**Your goal**
Output all of the data exactly as it appears, but leave out any pictures it contains.

**Stored data**

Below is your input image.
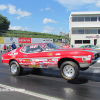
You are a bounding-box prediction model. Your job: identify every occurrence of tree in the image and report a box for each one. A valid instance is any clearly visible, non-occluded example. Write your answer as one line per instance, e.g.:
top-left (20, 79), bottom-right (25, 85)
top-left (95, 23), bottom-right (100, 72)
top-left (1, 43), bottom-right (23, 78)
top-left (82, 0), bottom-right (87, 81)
top-left (0, 14), bottom-right (10, 30)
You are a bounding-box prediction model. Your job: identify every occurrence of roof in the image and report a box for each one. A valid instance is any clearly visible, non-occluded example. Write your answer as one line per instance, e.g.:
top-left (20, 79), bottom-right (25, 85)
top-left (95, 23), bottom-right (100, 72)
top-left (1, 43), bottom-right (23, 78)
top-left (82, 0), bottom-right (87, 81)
top-left (71, 11), bottom-right (100, 16)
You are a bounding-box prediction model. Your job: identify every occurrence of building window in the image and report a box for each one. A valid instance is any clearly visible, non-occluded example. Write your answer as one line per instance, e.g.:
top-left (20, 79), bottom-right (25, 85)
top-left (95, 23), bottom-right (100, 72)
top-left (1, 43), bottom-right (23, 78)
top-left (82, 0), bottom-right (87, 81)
top-left (78, 17), bottom-right (84, 22)
top-left (75, 40), bottom-right (82, 44)
top-left (91, 17), bottom-right (97, 21)
top-left (90, 29), bottom-right (97, 34)
top-left (83, 40), bottom-right (90, 44)
top-left (85, 29), bottom-right (90, 34)
top-left (78, 30), bottom-right (84, 34)
top-left (98, 29), bottom-right (100, 34)
top-left (85, 17), bottom-right (90, 21)
top-left (72, 16), bottom-right (97, 22)
top-left (72, 29), bottom-right (78, 34)
top-left (72, 17), bottom-right (77, 22)
top-left (99, 17), bottom-right (100, 21)
top-left (72, 29), bottom-right (99, 34)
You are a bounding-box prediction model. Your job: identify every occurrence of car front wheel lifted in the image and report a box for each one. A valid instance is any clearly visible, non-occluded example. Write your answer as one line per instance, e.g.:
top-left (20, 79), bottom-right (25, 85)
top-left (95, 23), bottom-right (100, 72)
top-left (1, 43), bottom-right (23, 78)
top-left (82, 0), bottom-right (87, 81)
top-left (60, 61), bottom-right (79, 80)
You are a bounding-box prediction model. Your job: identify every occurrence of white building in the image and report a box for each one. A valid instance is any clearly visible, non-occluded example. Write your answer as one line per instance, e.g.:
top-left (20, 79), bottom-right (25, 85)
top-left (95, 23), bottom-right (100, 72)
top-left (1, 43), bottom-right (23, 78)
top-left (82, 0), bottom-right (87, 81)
top-left (69, 11), bottom-right (100, 48)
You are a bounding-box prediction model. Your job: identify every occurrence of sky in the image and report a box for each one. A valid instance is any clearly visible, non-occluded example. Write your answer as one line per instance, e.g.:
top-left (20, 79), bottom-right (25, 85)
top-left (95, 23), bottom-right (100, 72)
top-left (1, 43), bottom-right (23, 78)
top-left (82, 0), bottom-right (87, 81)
top-left (0, 0), bottom-right (100, 35)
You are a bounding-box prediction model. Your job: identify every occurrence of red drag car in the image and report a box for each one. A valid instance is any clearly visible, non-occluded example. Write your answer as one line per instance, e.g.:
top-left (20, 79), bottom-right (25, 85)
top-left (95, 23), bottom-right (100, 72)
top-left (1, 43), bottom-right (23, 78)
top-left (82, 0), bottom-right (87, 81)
top-left (1, 43), bottom-right (100, 80)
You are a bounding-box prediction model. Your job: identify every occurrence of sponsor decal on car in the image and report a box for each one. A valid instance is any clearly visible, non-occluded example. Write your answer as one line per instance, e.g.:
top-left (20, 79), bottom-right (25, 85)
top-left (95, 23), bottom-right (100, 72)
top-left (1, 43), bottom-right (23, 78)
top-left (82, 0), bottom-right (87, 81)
top-left (55, 53), bottom-right (60, 55)
top-left (39, 62), bottom-right (44, 64)
top-left (8, 52), bottom-right (18, 56)
top-left (31, 59), bottom-right (47, 61)
top-left (47, 53), bottom-right (53, 56)
top-left (82, 57), bottom-right (91, 61)
top-left (52, 59), bottom-right (58, 62)
top-left (25, 59), bottom-right (30, 61)
top-left (29, 65), bottom-right (39, 68)
top-left (31, 62), bottom-right (36, 65)
top-left (49, 62), bottom-right (52, 63)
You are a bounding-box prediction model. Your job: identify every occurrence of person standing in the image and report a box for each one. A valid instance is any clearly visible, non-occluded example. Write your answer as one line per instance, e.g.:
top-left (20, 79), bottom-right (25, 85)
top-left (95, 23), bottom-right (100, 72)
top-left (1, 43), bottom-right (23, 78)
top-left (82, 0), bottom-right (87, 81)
top-left (11, 42), bottom-right (16, 50)
top-left (8, 45), bottom-right (12, 52)
top-left (19, 43), bottom-right (23, 47)
top-left (71, 44), bottom-right (73, 48)
top-left (3, 45), bottom-right (6, 50)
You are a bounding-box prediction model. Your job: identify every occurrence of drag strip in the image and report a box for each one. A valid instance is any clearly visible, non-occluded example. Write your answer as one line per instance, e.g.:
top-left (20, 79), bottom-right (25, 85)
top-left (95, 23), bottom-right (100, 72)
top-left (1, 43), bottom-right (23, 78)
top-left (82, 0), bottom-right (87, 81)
top-left (0, 52), bottom-right (100, 100)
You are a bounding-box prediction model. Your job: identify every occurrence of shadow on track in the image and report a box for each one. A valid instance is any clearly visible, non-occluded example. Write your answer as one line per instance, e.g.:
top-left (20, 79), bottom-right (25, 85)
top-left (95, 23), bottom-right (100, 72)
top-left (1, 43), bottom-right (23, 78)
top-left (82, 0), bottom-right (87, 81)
top-left (19, 68), bottom-right (100, 84)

**Answer to this task**
Below is your input image.
You are a bounding-box prediction model. Your job: identify every occurrence of tree in the image and report a box for each one. A valid instance is any clearly visible, non-occluded example. Write your answer as one line per instance, e.g.:
top-left (20, 79), bottom-right (25, 85)
top-left (95, 23), bottom-right (100, 72)
top-left (1, 43), bottom-right (23, 78)
top-left (82, 0), bottom-right (87, 81)
top-left (0, 14), bottom-right (10, 30)
You are a bounding-box prediction model. Your job: identify every occurrence of roof in the image and report a box for each one. A valid instance is any clearly visible, non-occluded example. Write your answer as one line per instance, e.g.:
top-left (20, 79), bottom-right (25, 85)
top-left (95, 23), bottom-right (100, 72)
top-left (1, 43), bottom-right (23, 78)
top-left (82, 0), bottom-right (87, 81)
top-left (71, 11), bottom-right (100, 16)
You are a bounding-box prediction model. Your job: identify every occurrence of building window in the image and report a box for each one. A valid instance is any clearly visible, non-occluded example. Write your answer as one line per instance, e.g.:
top-left (20, 79), bottom-right (25, 85)
top-left (95, 23), bottom-right (100, 72)
top-left (1, 43), bottom-right (23, 78)
top-left (82, 0), bottom-right (87, 81)
top-left (78, 17), bottom-right (84, 22)
top-left (75, 40), bottom-right (82, 44)
top-left (91, 17), bottom-right (97, 21)
top-left (90, 29), bottom-right (97, 34)
top-left (83, 40), bottom-right (90, 44)
top-left (85, 29), bottom-right (90, 34)
top-left (78, 30), bottom-right (84, 34)
top-left (98, 29), bottom-right (100, 34)
top-left (85, 17), bottom-right (90, 21)
top-left (72, 16), bottom-right (97, 22)
top-left (72, 29), bottom-right (78, 34)
top-left (72, 17), bottom-right (77, 22)
top-left (99, 17), bottom-right (100, 21)
top-left (72, 29), bottom-right (99, 34)
You are a bounding-box prediction model. Your job: identify every occurrence of car front wheel lifted in the image and report a box for each one. A valid instance is any clearly visible, non-occluded example. Write your answer as one line per instance, e.g.:
top-left (20, 79), bottom-right (25, 85)
top-left (95, 23), bottom-right (100, 72)
top-left (1, 43), bottom-right (23, 78)
top-left (82, 0), bottom-right (87, 81)
top-left (60, 61), bottom-right (79, 80)
You are a bounding-box prediction model. Your job: identify every occurrence of white building in the image and report a box for each one. A valid instance is any clearly visible, non-occluded example. Write your answer as one line per instance, e.g.:
top-left (20, 79), bottom-right (25, 85)
top-left (95, 23), bottom-right (100, 72)
top-left (1, 43), bottom-right (23, 78)
top-left (82, 0), bottom-right (87, 81)
top-left (69, 11), bottom-right (100, 48)
You are a bounding-box prediction model. Your job: identify every occurrence of sky in the image and report a box for each one. A valid instance is any clearly visible, non-occluded example. Write your answer as one line per instance, e.g.:
top-left (20, 79), bottom-right (25, 85)
top-left (95, 23), bottom-right (100, 72)
top-left (1, 43), bottom-right (23, 78)
top-left (82, 0), bottom-right (87, 81)
top-left (0, 0), bottom-right (100, 35)
You are a bounding-box prediction model. Your job: identify every occurrence of red drag car in the image and report a box for each one. A valid instance is any clearly visible, non-occluded example. Write your answer as one line per instance, e.g.:
top-left (20, 79), bottom-right (25, 85)
top-left (95, 23), bottom-right (100, 72)
top-left (1, 43), bottom-right (23, 78)
top-left (82, 0), bottom-right (87, 81)
top-left (1, 43), bottom-right (100, 80)
You are a bounding-box prediction model. Your job: identify every occurrence of sponsor decal on car in the image and report a box for each one. A valid instance is any clearly visible, non-occluded example. Write your answer as one line per instance, e.g.:
top-left (20, 79), bottom-right (25, 85)
top-left (95, 23), bottom-right (100, 72)
top-left (1, 43), bottom-right (23, 78)
top-left (82, 0), bottom-right (87, 81)
top-left (55, 53), bottom-right (60, 55)
top-left (39, 62), bottom-right (44, 64)
top-left (8, 52), bottom-right (18, 56)
top-left (31, 59), bottom-right (47, 61)
top-left (47, 53), bottom-right (53, 56)
top-left (82, 57), bottom-right (91, 61)
top-left (52, 59), bottom-right (58, 62)
top-left (25, 59), bottom-right (30, 61)
top-left (29, 65), bottom-right (39, 68)
top-left (31, 62), bottom-right (36, 65)
top-left (49, 62), bottom-right (52, 63)
You are a bounding-box prediction model. Your job: identify every occurrence of person standing in the image and report a box for each one. A valid instance is any clearly visible, non-occluded example. Write your answer as one line per instance, e.g.:
top-left (20, 79), bottom-right (25, 85)
top-left (95, 23), bottom-right (100, 72)
top-left (1, 43), bottom-right (23, 78)
top-left (82, 0), bottom-right (87, 81)
top-left (11, 42), bottom-right (16, 50)
top-left (8, 45), bottom-right (12, 52)
top-left (19, 43), bottom-right (23, 47)
top-left (71, 44), bottom-right (73, 48)
top-left (3, 45), bottom-right (6, 50)
You are a bounding-box prediction model. Your job: identify every occurrence of drag strip in the image and report a box for each one. A valid instance is any clearly visible, non-occluded example. Write your answer as one line per instance, e.g.:
top-left (20, 79), bottom-right (25, 85)
top-left (95, 23), bottom-right (100, 72)
top-left (1, 43), bottom-right (23, 78)
top-left (82, 0), bottom-right (87, 81)
top-left (0, 52), bottom-right (100, 100)
You are a bounding-box prediction model. Your job: identify every occurrence of shadow on track in the image and report a box for each one. A valid instance is any clearly visible, non-occluded example. Write your answer as one line per instance, e.g.:
top-left (20, 79), bottom-right (25, 85)
top-left (95, 23), bottom-right (100, 72)
top-left (1, 43), bottom-right (23, 78)
top-left (82, 0), bottom-right (87, 81)
top-left (19, 68), bottom-right (100, 84)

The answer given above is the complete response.